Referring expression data

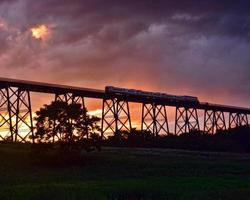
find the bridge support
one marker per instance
(16, 115)
(115, 116)
(70, 98)
(5, 116)
(214, 121)
(237, 119)
(186, 120)
(154, 119)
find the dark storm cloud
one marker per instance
(179, 46)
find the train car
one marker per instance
(153, 95)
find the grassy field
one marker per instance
(122, 173)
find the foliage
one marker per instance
(67, 124)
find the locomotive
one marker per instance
(154, 95)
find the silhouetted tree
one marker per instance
(60, 121)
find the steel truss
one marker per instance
(186, 120)
(70, 98)
(237, 119)
(16, 115)
(154, 119)
(214, 121)
(115, 116)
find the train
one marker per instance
(154, 95)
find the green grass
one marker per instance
(122, 173)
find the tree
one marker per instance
(60, 121)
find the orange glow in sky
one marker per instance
(40, 32)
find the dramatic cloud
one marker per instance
(186, 47)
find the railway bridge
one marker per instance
(16, 109)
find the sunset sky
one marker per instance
(198, 48)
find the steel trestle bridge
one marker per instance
(16, 110)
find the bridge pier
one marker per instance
(214, 121)
(154, 119)
(70, 98)
(115, 116)
(186, 120)
(5, 115)
(16, 114)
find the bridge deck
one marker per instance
(51, 88)
(100, 94)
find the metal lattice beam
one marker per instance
(214, 121)
(115, 116)
(154, 119)
(16, 114)
(186, 120)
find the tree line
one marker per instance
(71, 126)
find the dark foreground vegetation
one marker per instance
(233, 140)
(122, 173)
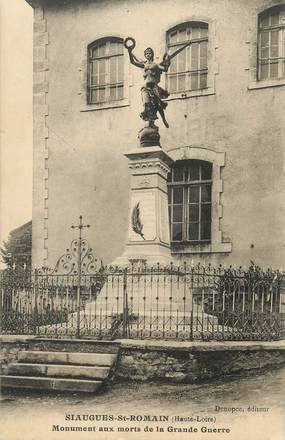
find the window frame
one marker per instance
(253, 82)
(211, 59)
(280, 59)
(83, 92)
(186, 185)
(107, 57)
(217, 244)
(189, 71)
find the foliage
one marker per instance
(16, 251)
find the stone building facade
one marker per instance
(226, 112)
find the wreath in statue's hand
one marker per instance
(130, 43)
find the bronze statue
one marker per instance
(152, 94)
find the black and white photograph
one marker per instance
(142, 219)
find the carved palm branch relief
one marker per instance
(136, 221)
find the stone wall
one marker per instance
(170, 361)
(187, 366)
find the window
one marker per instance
(189, 69)
(271, 43)
(190, 201)
(105, 70)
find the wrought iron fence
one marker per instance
(161, 302)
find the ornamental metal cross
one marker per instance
(79, 227)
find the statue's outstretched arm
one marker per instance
(165, 63)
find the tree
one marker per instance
(17, 250)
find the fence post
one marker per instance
(125, 305)
(1, 302)
(79, 287)
(35, 295)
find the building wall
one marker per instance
(79, 160)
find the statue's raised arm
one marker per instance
(130, 44)
(153, 95)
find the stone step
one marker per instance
(54, 357)
(54, 370)
(51, 383)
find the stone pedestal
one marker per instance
(148, 234)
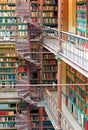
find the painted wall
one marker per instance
(63, 76)
(71, 15)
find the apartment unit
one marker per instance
(44, 64)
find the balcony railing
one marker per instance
(70, 46)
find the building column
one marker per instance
(59, 77)
(40, 118)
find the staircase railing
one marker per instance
(70, 46)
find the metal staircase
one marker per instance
(34, 95)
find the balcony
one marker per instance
(73, 49)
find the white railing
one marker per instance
(70, 46)
(54, 114)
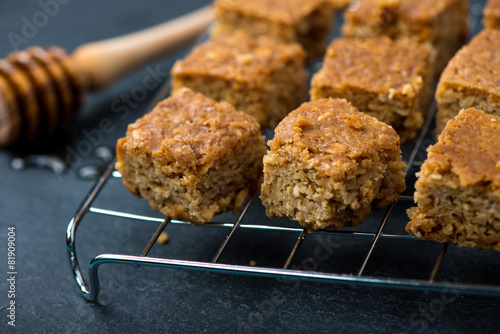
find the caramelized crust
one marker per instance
(192, 157)
(471, 79)
(441, 23)
(390, 80)
(330, 165)
(290, 12)
(239, 58)
(260, 76)
(491, 14)
(307, 22)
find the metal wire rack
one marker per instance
(428, 278)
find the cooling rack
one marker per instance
(389, 257)
(90, 288)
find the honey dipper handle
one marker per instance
(105, 61)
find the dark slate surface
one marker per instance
(39, 203)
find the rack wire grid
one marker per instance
(404, 262)
(381, 221)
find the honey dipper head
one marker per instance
(39, 90)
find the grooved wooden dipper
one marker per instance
(41, 88)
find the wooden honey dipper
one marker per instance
(41, 88)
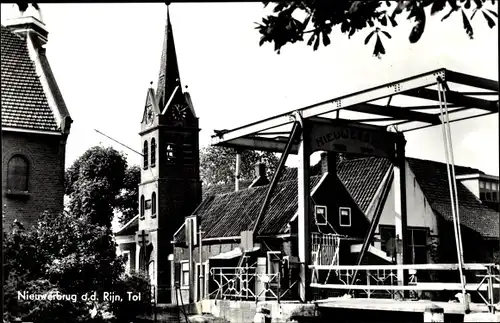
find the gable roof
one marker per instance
(432, 178)
(25, 101)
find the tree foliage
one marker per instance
(322, 16)
(99, 183)
(61, 253)
(70, 255)
(218, 164)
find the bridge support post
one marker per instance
(401, 220)
(304, 193)
(433, 313)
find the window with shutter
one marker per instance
(17, 173)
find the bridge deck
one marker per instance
(397, 305)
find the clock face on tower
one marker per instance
(149, 115)
(179, 112)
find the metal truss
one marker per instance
(479, 99)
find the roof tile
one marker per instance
(24, 103)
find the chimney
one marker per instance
(329, 162)
(260, 175)
(28, 22)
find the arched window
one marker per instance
(142, 207)
(145, 154)
(17, 173)
(153, 205)
(170, 153)
(153, 152)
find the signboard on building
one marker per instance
(344, 137)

§ TASK BRIEF:
Exact copies of the entries above are needed, with every picture removed.

§ RESULT OF THIS EXERCISE:
find the bridge support
one marker per instance
(16, 115)
(115, 116)
(70, 98)
(5, 116)
(214, 121)
(237, 119)
(186, 120)
(154, 119)
find the dark storm cloud
one marker per instance
(179, 46)
find the train car
one marker per instance
(153, 95)
find the grassy field
one marker per instance
(122, 173)
find the foliage
one marker per instance
(67, 124)
find the locomotive
one marker per instance
(154, 95)
find the silhouetted tree
one marker per instance
(60, 121)
find the steel truss
one marker per instance
(186, 120)
(70, 98)
(237, 119)
(16, 115)
(154, 119)
(214, 121)
(115, 116)
find the train
one marker per instance
(154, 95)
find the green grass
one marker per instance
(122, 173)
find the tree
one marker per instance
(60, 121)
find the orange glow in sky
one marker per instance
(40, 32)
find the dramatic cloud
one marker per instance
(186, 47)
find the railway bridge
one marker per instance
(16, 109)
find the sunset sky
one marker per instance
(198, 48)
find the steel trestle bridge
one marker per instance
(16, 110)
find the bridge pier
one marker per instance
(214, 121)
(154, 119)
(70, 98)
(115, 116)
(186, 120)
(5, 115)
(16, 114)
find the bridge deck
one marker per instance
(51, 88)
(100, 94)
find the metal lattice beam
one marker per instance
(214, 121)
(115, 116)
(154, 119)
(16, 114)
(186, 120)
find the tree line
one marker per instance
(71, 126)
find the dark foreground vegetation
one marker per instance
(233, 140)
(122, 173)
find the window frame
one marker per instance
(253, 82)
(211, 59)
(280, 59)
(83, 92)
(186, 185)
(107, 57)
(217, 244)
(189, 71)
find the foliage
one marker per instance
(16, 251)
find the stone building facade
one marker per instance
(226, 112)
find the wreath in statue's hand
one marker per instance
(130, 43)
find the bronze statue
one marker per instance
(152, 94)
find the black and white photograph
one marker per instance
(142, 219)
find the carved palm branch relief
one marker per instance
(136, 221)
find the stone wall
one marker per instance
(170, 361)
(187, 366)
find the window
one marker per instance
(189, 69)
(271, 43)
(190, 201)
(105, 70)
find the wrought iron fence
one marker per instance
(161, 302)
find the ornamental metal cross
one marker per instance
(79, 227)
find the statue's outstretched arm
one marker per instance
(165, 63)
find the tree
one marker per instance
(17, 250)
find the fence post
one marker per instance
(125, 305)
(1, 302)
(79, 287)
(35, 295)
find the building wall
one marker per instance
(79, 160)
find the statue's raised arm
one marker per instance
(130, 44)
(153, 95)
find the stone step
one marker per instance
(54, 357)
(54, 370)
(51, 383)
find the stone pedestal
one marker per instance
(148, 234)
find the painted wall
one marker per instance
(63, 76)
(71, 15)
find the apartment unit
one marker per instance
(44, 64)
find the balcony railing
one marker per instance
(70, 46)
find the building column
one marker per instance
(59, 77)
(40, 118)
find the staircase railing
one marker per instance
(70, 46)
find the metal staircase
one marker per instance
(34, 95)
find the balcony
one marker per instance
(73, 49)
find the white railing
one marker per instance
(70, 46)
(54, 114)
find the caramelized crust
one marker per instance
(192, 157)
(471, 79)
(441, 23)
(390, 80)
(330, 165)
(290, 12)
(239, 58)
(260, 76)
(491, 14)
(307, 22)
find the metal wire rack
one marker per instance
(428, 278)
find the cooling rack
one marker per instance
(389, 257)
(90, 288)
find the honey dipper handle
one marker per instance
(105, 61)
find the dark slate surface
one marker per instance
(39, 203)
find the rack wire grid
one marker per instance
(404, 262)
(381, 221)
find the honey dipper head
one marker per instance
(39, 90)
find the grooved wooden dipper
one marker per instance
(41, 88)
find the wooden honey dipper
one marker per instance
(41, 88)
find the gable roof
one marker per instance
(432, 178)
(25, 101)
find the tree foliage
one marker per instance
(322, 16)
(99, 183)
(61, 253)
(70, 255)
(218, 164)
find the bridge support post
one marker per instance
(401, 220)
(304, 193)
(433, 313)
find the window with shutter
one marker per instance
(17, 173)
find the bridge deck
one marker per instance
(397, 305)
find the clock face on tower
one marker per instance
(149, 115)
(179, 112)
find the metal truss
one marker per instance
(479, 99)
find the roof tile
one marker per instance
(24, 103)
find the chimney
one marker per instance
(329, 162)
(260, 175)
(28, 22)
find the arched window
one marker per instance
(142, 207)
(145, 154)
(17, 173)
(153, 205)
(170, 153)
(153, 152)
find the signboard on building
one marker per instance
(344, 137)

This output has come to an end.